[Stored data]
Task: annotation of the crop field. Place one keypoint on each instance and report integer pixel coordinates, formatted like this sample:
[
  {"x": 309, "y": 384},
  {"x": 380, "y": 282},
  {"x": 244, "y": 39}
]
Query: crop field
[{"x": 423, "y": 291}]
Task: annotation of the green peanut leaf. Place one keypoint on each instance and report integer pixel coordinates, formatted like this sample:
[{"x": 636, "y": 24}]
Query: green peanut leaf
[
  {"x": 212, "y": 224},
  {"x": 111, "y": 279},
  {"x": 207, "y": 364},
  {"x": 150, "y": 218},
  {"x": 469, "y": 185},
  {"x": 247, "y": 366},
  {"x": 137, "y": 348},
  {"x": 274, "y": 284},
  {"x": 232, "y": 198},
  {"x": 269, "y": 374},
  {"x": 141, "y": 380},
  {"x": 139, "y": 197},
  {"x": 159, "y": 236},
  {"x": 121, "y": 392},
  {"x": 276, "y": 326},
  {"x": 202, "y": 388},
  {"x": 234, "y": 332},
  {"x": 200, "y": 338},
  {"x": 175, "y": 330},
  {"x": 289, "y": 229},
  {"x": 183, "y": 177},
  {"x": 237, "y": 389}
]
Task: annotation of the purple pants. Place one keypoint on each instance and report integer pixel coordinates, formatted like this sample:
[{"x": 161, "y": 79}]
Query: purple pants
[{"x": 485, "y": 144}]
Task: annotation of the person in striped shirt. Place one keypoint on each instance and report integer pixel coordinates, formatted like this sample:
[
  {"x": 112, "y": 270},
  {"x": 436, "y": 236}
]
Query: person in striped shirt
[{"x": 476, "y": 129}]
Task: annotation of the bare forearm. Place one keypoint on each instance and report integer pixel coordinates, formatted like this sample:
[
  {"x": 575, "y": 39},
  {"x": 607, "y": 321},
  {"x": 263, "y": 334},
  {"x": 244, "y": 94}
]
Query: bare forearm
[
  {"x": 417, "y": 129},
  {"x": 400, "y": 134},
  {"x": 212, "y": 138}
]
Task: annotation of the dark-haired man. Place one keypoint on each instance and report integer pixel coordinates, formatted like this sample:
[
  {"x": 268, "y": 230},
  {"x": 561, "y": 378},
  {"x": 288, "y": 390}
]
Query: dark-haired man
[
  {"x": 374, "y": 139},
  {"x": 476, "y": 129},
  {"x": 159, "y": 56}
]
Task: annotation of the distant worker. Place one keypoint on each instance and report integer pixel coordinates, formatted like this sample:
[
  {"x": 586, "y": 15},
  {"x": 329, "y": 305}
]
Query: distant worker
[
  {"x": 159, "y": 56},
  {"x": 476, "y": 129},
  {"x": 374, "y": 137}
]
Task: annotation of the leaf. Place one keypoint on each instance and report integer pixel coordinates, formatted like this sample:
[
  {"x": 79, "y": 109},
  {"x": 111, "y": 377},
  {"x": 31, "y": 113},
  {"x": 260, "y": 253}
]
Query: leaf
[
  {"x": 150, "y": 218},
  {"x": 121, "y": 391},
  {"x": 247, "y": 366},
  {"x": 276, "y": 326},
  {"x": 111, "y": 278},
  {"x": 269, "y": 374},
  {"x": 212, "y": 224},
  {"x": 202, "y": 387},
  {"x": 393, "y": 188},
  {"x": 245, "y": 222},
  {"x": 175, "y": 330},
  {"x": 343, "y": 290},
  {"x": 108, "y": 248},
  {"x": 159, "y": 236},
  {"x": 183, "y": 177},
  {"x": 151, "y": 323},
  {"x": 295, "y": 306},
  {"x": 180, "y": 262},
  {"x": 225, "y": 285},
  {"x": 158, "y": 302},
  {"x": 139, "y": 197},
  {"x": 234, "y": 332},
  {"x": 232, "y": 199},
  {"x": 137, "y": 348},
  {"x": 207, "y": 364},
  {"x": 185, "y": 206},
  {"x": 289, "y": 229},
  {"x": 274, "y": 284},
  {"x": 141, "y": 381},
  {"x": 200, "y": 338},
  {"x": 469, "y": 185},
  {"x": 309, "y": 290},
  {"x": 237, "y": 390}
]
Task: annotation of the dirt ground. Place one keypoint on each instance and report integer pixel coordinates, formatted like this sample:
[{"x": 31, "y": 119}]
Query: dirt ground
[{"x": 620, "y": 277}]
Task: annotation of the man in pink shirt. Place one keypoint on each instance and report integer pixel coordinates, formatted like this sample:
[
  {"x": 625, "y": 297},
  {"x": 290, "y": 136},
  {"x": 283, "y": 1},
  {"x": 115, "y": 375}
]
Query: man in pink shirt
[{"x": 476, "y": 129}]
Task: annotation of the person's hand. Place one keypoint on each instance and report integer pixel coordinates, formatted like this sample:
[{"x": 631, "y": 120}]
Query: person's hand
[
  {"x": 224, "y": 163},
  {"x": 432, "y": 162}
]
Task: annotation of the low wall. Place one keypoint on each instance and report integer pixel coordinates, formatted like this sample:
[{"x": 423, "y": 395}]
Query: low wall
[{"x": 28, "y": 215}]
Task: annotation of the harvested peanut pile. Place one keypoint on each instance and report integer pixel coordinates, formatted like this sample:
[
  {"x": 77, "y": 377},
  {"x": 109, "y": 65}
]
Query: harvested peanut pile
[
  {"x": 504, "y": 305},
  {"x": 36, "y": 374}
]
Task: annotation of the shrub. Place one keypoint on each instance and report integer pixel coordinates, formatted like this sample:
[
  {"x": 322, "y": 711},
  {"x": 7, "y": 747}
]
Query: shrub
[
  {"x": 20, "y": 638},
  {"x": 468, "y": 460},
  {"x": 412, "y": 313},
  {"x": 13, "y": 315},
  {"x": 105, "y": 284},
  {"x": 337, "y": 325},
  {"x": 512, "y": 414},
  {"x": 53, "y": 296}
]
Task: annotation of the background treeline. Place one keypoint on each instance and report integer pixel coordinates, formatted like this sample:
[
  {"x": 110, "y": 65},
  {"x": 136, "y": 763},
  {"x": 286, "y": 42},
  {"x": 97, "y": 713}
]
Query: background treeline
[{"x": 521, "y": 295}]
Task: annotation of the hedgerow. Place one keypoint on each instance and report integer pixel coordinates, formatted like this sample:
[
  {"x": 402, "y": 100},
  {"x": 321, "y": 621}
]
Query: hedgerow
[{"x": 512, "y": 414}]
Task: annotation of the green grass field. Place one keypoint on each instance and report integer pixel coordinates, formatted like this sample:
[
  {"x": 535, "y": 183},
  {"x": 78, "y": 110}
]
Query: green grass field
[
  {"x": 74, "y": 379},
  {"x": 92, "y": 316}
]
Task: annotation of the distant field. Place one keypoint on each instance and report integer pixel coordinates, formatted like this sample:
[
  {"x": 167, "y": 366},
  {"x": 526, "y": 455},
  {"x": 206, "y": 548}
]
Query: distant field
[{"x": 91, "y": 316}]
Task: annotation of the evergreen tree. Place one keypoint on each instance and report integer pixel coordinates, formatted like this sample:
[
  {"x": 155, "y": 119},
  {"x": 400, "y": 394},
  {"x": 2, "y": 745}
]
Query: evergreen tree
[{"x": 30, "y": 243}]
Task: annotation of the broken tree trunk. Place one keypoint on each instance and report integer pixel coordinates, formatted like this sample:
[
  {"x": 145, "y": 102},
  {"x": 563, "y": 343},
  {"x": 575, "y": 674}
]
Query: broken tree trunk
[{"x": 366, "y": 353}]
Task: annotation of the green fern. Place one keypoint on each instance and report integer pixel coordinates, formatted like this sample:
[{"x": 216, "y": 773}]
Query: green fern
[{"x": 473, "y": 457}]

• [Exercise aim]: Rewrite the material with every "keypoint" changed to "marker", keeping everything else the same.

• [Exercise solution]:
Task: annotation of the crop field. Place one marker on each instance and report integer pixel coordinates, formatted like this sample:
[
  {"x": 309, "y": 384},
  {"x": 380, "y": 282},
  {"x": 244, "y": 39}
]
Query: crop field
[{"x": 423, "y": 291}]
Task: annotation of the green peanut leaf. Place one marker on each instance and report integer pixel coordinates, formatted like this sample:
[{"x": 636, "y": 24}]
Query: green peanut leaf
[
  {"x": 212, "y": 224},
  {"x": 111, "y": 279},
  {"x": 207, "y": 364},
  {"x": 150, "y": 218},
  {"x": 469, "y": 185},
  {"x": 247, "y": 366},
  {"x": 137, "y": 348},
  {"x": 274, "y": 284},
  {"x": 232, "y": 198},
  {"x": 269, "y": 374},
  {"x": 141, "y": 380},
  {"x": 139, "y": 197},
  {"x": 159, "y": 236},
  {"x": 121, "y": 392},
  {"x": 276, "y": 326},
  {"x": 202, "y": 388},
  {"x": 234, "y": 332},
  {"x": 200, "y": 338},
  {"x": 175, "y": 330},
  {"x": 289, "y": 229},
  {"x": 183, "y": 177},
  {"x": 237, "y": 389}
]
Task: annotation of the purple pants. Place one marker on each instance and report integer pixel coordinates, formatted like this sample:
[{"x": 161, "y": 79}]
Query: purple pants
[{"x": 485, "y": 144}]
Task: annotation of the person in striped shirt. Place one marker on each instance and report integer pixel coordinates, formatted like this sample:
[
  {"x": 112, "y": 270},
  {"x": 436, "y": 236}
]
Query: person in striped shirt
[{"x": 476, "y": 129}]
Task: annotation of the bare forearm. Place one marker on each instance and report integer pixel coordinates, formatted like this sample:
[
  {"x": 575, "y": 39},
  {"x": 607, "y": 321},
  {"x": 263, "y": 334},
  {"x": 244, "y": 94}
]
Query: bare forearm
[
  {"x": 417, "y": 129},
  {"x": 400, "y": 134},
  {"x": 212, "y": 138}
]
Task: annotation of the dark-haired man. Place one marker on each instance and report integer pixel coordinates, formatted like this sample:
[
  {"x": 268, "y": 230},
  {"x": 561, "y": 378},
  {"x": 288, "y": 390}
]
Query: dark-haired man
[
  {"x": 374, "y": 139},
  {"x": 476, "y": 129},
  {"x": 159, "y": 56}
]
Task: annotation of the distant worker. Place one marker on each instance and report integer pixel coordinates, formatted like this sample:
[
  {"x": 586, "y": 15},
  {"x": 329, "y": 305}
]
Query: distant worker
[
  {"x": 159, "y": 56},
  {"x": 476, "y": 129},
  {"x": 374, "y": 137}
]
Task: annotation of the leaf. Place one marker on each instance and report integer pixel coordinates, formatted like this sample:
[
  {"x": 79, "y": 109},
  {"x": 111, "y": 377},
  {"x": 31, "y": 113},
  {"x": 260, "y": 253}
]
Query: leaf
[
  {"x": 150, "y": 218},
  {"x": 121, "y": 391},
  {"x": 247, "y": 366},
  {"x": 276, "y": 326},
  {"x": 111, "y": 278},
  {"x": 269, "y": 374},
  {"x": 212, "y": 224},
  {"x": 202, "y": 387},
  {"x": 393, "y": 188},
  {"x": 245, "y": 222},
  {"x": 175, "y": 330},
  {"x": 343, "y": 290},
  {"x": 108, "y": 248},
  {"x": 159, "y": 236},
  {"x": 183, "y": 177},
  {"x": 151, "y": 323},
  {"x": 295, "y": 306},
  {"x": 180, "y": 262},
  {"x": 225, "y": 285},
  {"x": 158, "y": 302},
  {"x": 139, "y": 197},
  {"x": 234, "y": 332},
  {"x": 232, "y": 199},
  {"x": 137, "y": 348},
  {"x": 207, "y": 364},
  {"x": 185, "y": 206},
  {"x": 289, "y": 229},
  {"x": 274, "y": 284},
  {"x": 141, "y": 381},
  {"x": 200, "y": 338},
  {"x": 469, "y": 185},
  {"x": 309, "y": 290},
  {"x": 237, "y": 390}
]
Task: annotation of the dirt ground. Place one marker on each instance and report integer pixel coordinates, formatted like this sample:
[{"x": 31, "y": 119}]
Query: dirt ground
[{"x": 620, "y": 277}]
Task: annotation of the man in pink shirt. Place one marker on each instance and report integer pixel coordinates, formatted like this sample:
[
  {"x": 625, "y": 297},
  {"x": 290, "y": 136},
  {"x": 283, "y": 1},
  {"x": 115, "y": 375}
]
Query: man in pink shirt
[{"x": 476, "y": 129}]
Task: annotation of the person's hand. Place one marker on each instance and report integer pixel coordinates, formatted like this sample:
[{"x": 631, "y": 120}]
Query: person's hand
[
  {"x": 224, "y": 163},
  {"x": 432, "y": 162}
]
Task: annotation of the low wall. Place one marker on each instance and report integer pixel coordinates, formatted like this sample:
[{"x": 423, "y": 395}]
Query: low wall
[{"x": 28, "y": 215}]
Task: annotation of the harvested peanut pile. Place one marker on each instance and report integer pixel coordinates, formatted like this sample:
[
  {"x": 77, "y": 377},
  {"x": 109, "y": 65}
]
Query: harvested peanut pile
[
  {"x": 504, "y": 305},
  {"x": 36, "y": 374}
]
Task: annotation of the shrub. Place one marker on each instance and report integer pixel coordinates, formatted like this sample:
[
  {"x": 322, "y": 711},
  {"x": 7, "y": 747}
]
Query: shrub
[
  {"x": 20, "y": 638},
  {"x": 468, "y": 460},
  {"x": 412, "y": 313},
  {"x": 13, "y": 315},
  {"x": 105, "y": 284},
  {"x": 337, "y": 325},
  {"x": 512, "y": 414},
  {"x": 53, "y": 296}
]
Task: annotation of the background treeline. Place one marker on each instance and report integer pixel coordinates, formatted like this sample:
[
  {"x": 110, "y": 65},
  {"x": 136, "y": 763},
  {"x": 286, "y": 42},
  {"x": 97, "y": 713}
]
Query: background treeline
[{"x": 521, "y": 295}]
Task: annotation of the hedgerow. Place one marker on each instance and report integer pixel coordinates, formatted like this sample:
[
  {"x": 402, "y": 100},
  {"x": 321, "y": 621}
]
Query: hedgerow
[{"x": 512, "y": 414}]
Task: annotation of the green grass field. Place one marker on each instance and report integer pixel coordinates, formatted like this sample:
[
  {"x": 535, "y": 183},
  {"x": 78, "y": 110}
]
Query: green grass field
[
  {"x": 74, "y": 379},
  {"x": 92, "y": 316}
]
Task: annotation of the distant field. Place one marker on each instance and report integer pixel coordinates, formatted like this sample:
[
  {"x": 167, "y": 366},
  {"x": 526, "y": 455},
  {"x": 206, "y": 548}
]
Query: distant field
[{"x": 91, "y": 316}]
Task: annotation of the evergreen tree. Place one marker on each instance and report integer pixel coordinates, formatted like this sample:
[
  {"x": 155, "y": 119},
  {"x": 400, "y": 394},
  {"x": 2, "y": 745}
]
Query: evergreen tree
[{"x": 30, "y": 243}]
Task: annotation of the broken tree trunk. Place one marker on each instance and report integer pixel coordinates, formatted like this sample:
[
  {"x": 145, "y": 102},
  {"x": 563, "y": 343},
  {"x": 575, "y": 674}
]
Query: broken tree trunk
[{"x": 366, "y": 353}]
Task: annotation of the green fern. Place one marker on each instance and report integer pixel coordinates, formatted like this sample:
[{"x": 216, "y": 773}]
Query: green fern
[{"x": 473, "y": 457}]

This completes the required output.